* _EXERCISE BRIEF_
The exercise calls for every entry that follows to be repeated exactly.

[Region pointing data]
§
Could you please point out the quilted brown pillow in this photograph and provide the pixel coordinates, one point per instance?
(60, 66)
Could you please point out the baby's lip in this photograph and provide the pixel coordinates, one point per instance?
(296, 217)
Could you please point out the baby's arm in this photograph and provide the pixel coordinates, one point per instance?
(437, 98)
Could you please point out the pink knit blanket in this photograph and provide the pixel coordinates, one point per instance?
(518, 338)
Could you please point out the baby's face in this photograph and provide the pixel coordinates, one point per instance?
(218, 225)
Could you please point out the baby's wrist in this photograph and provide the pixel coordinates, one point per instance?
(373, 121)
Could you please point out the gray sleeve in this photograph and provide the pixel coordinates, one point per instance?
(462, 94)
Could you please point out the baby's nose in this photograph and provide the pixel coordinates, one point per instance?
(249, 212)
§
* _RESPONSE_
Could you please point out the quilted brown pillow in this photograph and provide the pixel coordinates, one point per instance?
(60, 66)
Could you please point out the baby's lip in this photograph and provide the pixel coordinates, one point per instance?
(296, 217)
Could you please point out the baby's arm in this photograph and provide the pixel coordinates, one point per instance?
(437, 98)
Could you please point out the pink knit blanket in this photograph and provide the pixel coordinates, one point per instance?
(518, 338)
Could you please point out the baby's face in this photograph and provide the pixel coordinates, one point per instance?
(218, 225)
Could you please point out the baby's wrist in this photograph and provide the pixel coordinates, one point per instance?
(373, 121)
Could you please point out the gray sleeve in this photograph and provide the pixel coordinates, one point per instance?
(462, 94)
Could you please point out the baby's nose in this photograph and provide the pixel coordinates, one point per instance?
(249, 212)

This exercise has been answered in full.